• To do: What you return must be the full data, repeated verbatim, with no pictures in it.

• Material shown:
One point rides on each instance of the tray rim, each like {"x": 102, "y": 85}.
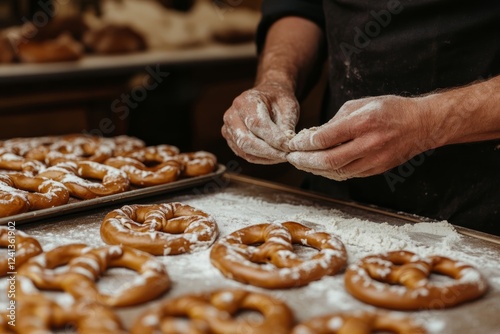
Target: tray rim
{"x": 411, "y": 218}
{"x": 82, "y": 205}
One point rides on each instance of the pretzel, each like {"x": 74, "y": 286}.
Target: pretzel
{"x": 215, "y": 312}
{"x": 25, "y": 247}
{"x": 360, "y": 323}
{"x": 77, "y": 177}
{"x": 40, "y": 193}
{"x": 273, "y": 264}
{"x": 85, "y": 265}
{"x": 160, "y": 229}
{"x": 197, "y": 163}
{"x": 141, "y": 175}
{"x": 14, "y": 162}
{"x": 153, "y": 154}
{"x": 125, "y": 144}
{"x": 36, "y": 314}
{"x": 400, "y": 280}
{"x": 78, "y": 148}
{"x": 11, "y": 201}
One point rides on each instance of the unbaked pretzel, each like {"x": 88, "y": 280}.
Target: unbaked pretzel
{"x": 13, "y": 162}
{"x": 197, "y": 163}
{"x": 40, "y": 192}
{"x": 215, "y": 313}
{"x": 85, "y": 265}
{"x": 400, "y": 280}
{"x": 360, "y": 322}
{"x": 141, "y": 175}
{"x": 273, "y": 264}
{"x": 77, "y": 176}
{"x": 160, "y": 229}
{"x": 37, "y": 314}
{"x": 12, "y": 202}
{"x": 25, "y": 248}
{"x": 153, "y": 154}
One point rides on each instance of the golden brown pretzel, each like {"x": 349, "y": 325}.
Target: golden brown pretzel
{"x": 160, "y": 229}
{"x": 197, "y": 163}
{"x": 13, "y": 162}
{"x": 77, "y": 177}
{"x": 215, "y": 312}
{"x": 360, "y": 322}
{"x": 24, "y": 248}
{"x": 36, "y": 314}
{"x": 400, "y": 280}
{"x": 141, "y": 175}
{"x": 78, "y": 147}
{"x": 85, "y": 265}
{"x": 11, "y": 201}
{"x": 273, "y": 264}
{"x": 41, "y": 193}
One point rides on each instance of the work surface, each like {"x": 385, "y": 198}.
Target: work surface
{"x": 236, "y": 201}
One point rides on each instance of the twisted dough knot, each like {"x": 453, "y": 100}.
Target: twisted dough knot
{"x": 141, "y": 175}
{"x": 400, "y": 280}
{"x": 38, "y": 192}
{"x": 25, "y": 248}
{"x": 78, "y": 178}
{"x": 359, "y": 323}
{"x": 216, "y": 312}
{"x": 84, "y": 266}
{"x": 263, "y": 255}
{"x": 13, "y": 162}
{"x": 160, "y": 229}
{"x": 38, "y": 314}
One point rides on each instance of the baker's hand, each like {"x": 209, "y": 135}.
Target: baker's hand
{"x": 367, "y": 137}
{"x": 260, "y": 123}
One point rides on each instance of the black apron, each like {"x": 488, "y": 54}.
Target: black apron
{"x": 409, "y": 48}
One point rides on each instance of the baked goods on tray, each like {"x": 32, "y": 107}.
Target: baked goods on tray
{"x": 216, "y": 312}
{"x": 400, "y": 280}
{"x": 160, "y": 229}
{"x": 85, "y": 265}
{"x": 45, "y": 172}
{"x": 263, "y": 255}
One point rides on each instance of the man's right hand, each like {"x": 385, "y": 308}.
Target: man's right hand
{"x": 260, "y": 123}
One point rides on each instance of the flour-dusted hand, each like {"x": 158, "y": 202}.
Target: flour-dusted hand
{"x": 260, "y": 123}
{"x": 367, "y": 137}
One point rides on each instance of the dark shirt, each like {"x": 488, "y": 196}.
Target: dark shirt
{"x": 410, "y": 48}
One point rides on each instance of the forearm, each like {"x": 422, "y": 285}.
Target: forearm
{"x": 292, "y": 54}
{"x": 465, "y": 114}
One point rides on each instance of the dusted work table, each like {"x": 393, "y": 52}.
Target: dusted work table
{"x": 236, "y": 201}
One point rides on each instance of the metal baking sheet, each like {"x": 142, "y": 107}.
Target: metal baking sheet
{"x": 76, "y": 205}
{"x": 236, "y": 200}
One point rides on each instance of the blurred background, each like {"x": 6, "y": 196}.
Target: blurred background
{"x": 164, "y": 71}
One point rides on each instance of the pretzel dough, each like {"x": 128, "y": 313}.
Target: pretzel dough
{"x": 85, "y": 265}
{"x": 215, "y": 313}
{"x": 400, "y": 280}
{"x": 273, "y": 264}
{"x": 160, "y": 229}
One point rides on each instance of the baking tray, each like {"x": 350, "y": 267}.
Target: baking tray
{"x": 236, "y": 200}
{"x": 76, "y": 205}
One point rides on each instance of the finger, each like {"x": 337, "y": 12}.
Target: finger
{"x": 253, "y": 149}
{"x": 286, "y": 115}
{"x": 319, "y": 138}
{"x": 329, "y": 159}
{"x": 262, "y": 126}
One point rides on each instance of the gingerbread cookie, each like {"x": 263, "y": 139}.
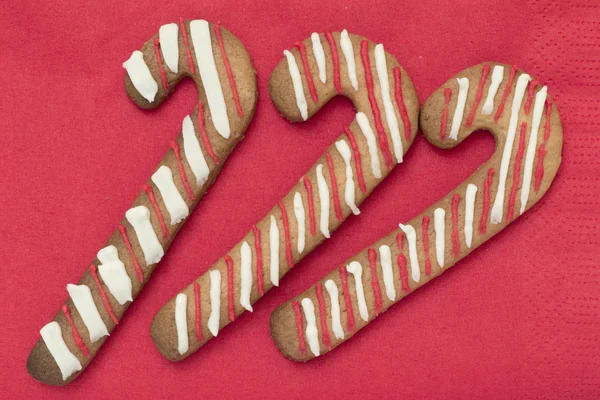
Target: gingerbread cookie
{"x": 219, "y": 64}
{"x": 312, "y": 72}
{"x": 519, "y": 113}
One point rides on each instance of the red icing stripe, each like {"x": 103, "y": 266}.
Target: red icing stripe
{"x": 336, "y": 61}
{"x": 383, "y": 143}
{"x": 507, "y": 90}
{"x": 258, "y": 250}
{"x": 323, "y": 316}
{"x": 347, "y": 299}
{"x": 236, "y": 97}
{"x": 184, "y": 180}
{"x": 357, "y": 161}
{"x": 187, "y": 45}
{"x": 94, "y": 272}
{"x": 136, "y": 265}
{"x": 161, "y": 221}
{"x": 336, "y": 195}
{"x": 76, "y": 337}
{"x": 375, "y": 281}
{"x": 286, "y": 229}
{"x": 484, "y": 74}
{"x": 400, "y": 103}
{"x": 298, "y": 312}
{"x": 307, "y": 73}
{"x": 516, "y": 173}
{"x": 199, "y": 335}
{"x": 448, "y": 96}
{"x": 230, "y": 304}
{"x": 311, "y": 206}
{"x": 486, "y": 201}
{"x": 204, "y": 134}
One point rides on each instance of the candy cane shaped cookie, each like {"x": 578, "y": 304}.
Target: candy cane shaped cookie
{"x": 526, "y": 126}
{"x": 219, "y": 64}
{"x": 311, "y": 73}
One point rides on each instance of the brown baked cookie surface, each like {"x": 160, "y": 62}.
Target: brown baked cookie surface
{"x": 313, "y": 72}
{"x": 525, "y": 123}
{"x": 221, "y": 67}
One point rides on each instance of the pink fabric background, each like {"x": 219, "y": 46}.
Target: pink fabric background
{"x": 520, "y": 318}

• Exercise solution:
One point rides on each instance of the tray rim, each like {"x": 102, "y": 85}.
Target: tray rim
{"x": 411, "y": 218}
{"x": 82, "y": 205}
One point rides on each instance of the pretzel, each like {"x": 74, "y": 286}.
Target: pretzel
{"x": 215, "y": 312}
{"x": 25, "y": 247}
{"x": 360, "y": 323}
{"x": 77, "y": 177}
{"x": 40, "y": 193}
{"x": 273, "y": 264}
{"x": 85, "y": 265}
{"x": 160, "y": 229}
{"x": 197, "y": 163}
{"x": 141, "y": 175}
{"x": 14, "y": 162}
{"x": 153, "y": 154}
{"x": 125, "y": 144}
{"x": 36, "y": 314}
{"x": 400, "y": 280}
{"x": 78, "y": 148}
{"x": 11, "y": 201}
One point rides on each instance of the unbaked pretzel, each like {"x": 88, "y": 280}.
Target: unbaked pretzel
{"x": 13, "y": 162}
{"x": 197, "y": 163}
{"x": 40, "y": 192}
{"x": 215, "y": 313}
{"x": 85, "y": 265}
{"x": 400, "y": 280}
{"x": 360, "y": 322}
{"x": 141, "y": 175}
{"x": 273, "y": 264}
{"x": 77, "y": 176}
{"x": 160, "y": 229}
{"x": 37, "y": 314}
{"x": 12, "y": 202}
{"x": 25, "y": 248}
{"x": 153, "y": 154}
One point rides on each instance of the golden brown pretzel, each like {"x": 349, "y": 325}.
Target: golden brown pretzel
{"x": 160, "y": 229}
{"x": 197, "y": 163}
{"x": 13, "y": 162}
{"x": 77, "y": 177}
{"x": 215, "y": 312}
{"x": 360, "y": 322}
{"x": 24, "y": 248}
{"x": 36, "y": 314}
{"x": 400, "y": 280}
{"x": 141, "y": 175}
{"x": 78, "y": 147}
{"x": 85, "y": 265}
{"x": 11, "y": 201}
{"x": 273, "y": 264}
{"x": 41, "y": 193}
One point rides on each instance of the work surface, each like {"x": 385, "y": 198}.
Target: work surface
{"x": 236, "y": 201}
One point rides on each instance of the twisted dough knot, each like {"x": 453, "y": 100}.
Target: twisted dough knot
{"x": 141, "y": 175}
{"x": 400, "y": 280}
{"x": 38, "y": 192}
{"x": 25, "y": 248}
{"x": 78, "y": 178}
{"x": 359, "y": 323}
{"x": 216, "y": 312}
{"x": 84, "y": 266}
{"x": 263, "y": 255}
{"x": 13, "y": 162}
{"x": 160, "y": 229}
{"x": 38, "y": 314}
One point rides on each instance of the baker's hand, each like {"x": 209, "y": 135}.
Target: baker's hand
{"x": 367, "y": 137}
{"x": 260, "y": 123}
One point rides on each instance of the black apron, each like {"x": 488, "y": 54}.
Target: black apron
{"x": 409, "y": 48}
One point rides on each instance of the baked goods on tray, each like {"x": 32, "y": 107}.
Target: baked goods on tray
{"x": 216, "y": 312}
{"x": 400, "y": 280}
{"x": 160, "y": 229}
{"x": 85, "y": 265}
{"x": 45, "y": 172}
{"x": 263, "y": 255}
One point rides on each instance of the man's right hand, each like {"x": 385, "y": 308}.
Target: man's right hand
{"x": 260, "y": 123}
One point rides on each instance of the flour-dusted hand, each like {"x": 158, "y": 202}.
Target: flour-dusted hand
{"x": 260, "y": 123}
{"x": 367, "y": 137}
One point rides on each instance of the dark shirt, each like {"x": 488, "y": 196}.
Target: dark shirt
{"x": 410, "y": 48}
One point rides on each instance of the forearm, each like {"x": 422, "y": 285}.
Target: forearm
{"x": 292, "y": 54}
{"x": 465, "y": 114}
One point rides on each instance of the dusted work table, each like {"x": 393, "y": 52}.
Target: dusted work table
{"x": 236, "y": 201}
One point rides on each instance of the metal baking sheet, each like {"x": 142, "y": 107}.
Target: metal baking sheet
{"x": 76, "y": 205}
{"x": 236, "y": 200}
One point rides on each instance of the blurred background, each like {"x": 6, "y": 196}.
Target: blurred background
{"x": 164, "y": 71}
One point rides on each instance of the pretzel dough, each like {"x": 128, "y": 313}.
Target: pretzel dough
{"x": 85, "y": 265}
{"x": 215, "y": 313}
{"x": 400, "y": 280}
{"x": 273, "y": 264}
{"x": 160, "y": 229}
One point rides on each instance of the baking tray, each like {"x": 350, "y": 267}.
Target: baking tray
{"x": 236, "y": 200}
{"x": 76, "y": 205}
One point rides on each instance of the finger, each like {"x": 337, "y": 12}.
Target: finger
{"x": 253, "y": 149}
{"x": 286, "y": 115}
{"x": 319, "y": 138}
{"x": 329, "y": 159}
{"x": 262, "y": 126}
One point rides on each instance of the gingerbread cookie, each like {"x": 263, "y": 139}.
Target: gingerbread cookie
{"x": 219, "y": 64}
{"x": 312, "y": 72}
{"x": 519, "y": 113}
One point rides on each instance of the red icing stripe, each like {"x": 103, "y": 266}.
Target: red icing stripe
{"x": 336, "y": 61}
{"x": 383, "y": 143}
{"x": 507, "y": 90}
{"x": 258, "y": 250}
{"x": 323, "y": 316}
{"x": 347, "y": 299}
{"x": 236, "y": 97}
{"x": 184, "y": 180}
{"x": 357, "y": 161}
{"x": 187, "y": 45}
{"x": 94, "y": 272}
{"x": 136, "y": 265}
{"x": 161, "y": 221}
{"x": 336, "y": 195}
{"x": 76, "y": 337}
{"x": 375, "y": 281}
{"x": 286, "y": 229}
{"x": 484, "y": 74}
{"x": 400, "y": 103}
{"x": 298, "y": 312}
{"x": 307, "y": 73}
{"x": 516, "y": 173}
{"x": 199, "y": 335}
{"x": 448, "y": 96}
{"x": 230, "y": 304}
{"x": 311, "y": 206}
{"x": 486, "y": 201}
{"x": 204, "y": 134}
One point rides on each instance of the candy cane shaped cookie, each like {"x": 578, "y": 304}.
Target: candy cane shaped cookie
{"x": 526, "y": 126}
{"x": 219, "y": 64}
{"x": 311, "y": 73}
One point rides on each instance of the brown baked cookie surface, each like {"x": 160, "y": 62}.
Target: brown baked cookie surface
{"x": 313, "y": 72}
{"x": 525, "y": 123}
{"x": 221, "y": 67}
One point rides on each instance of the pink fabric background, each like {"x": 219, "y": 46}.
Target: pink fabric background
{"x": 520, "y": 318}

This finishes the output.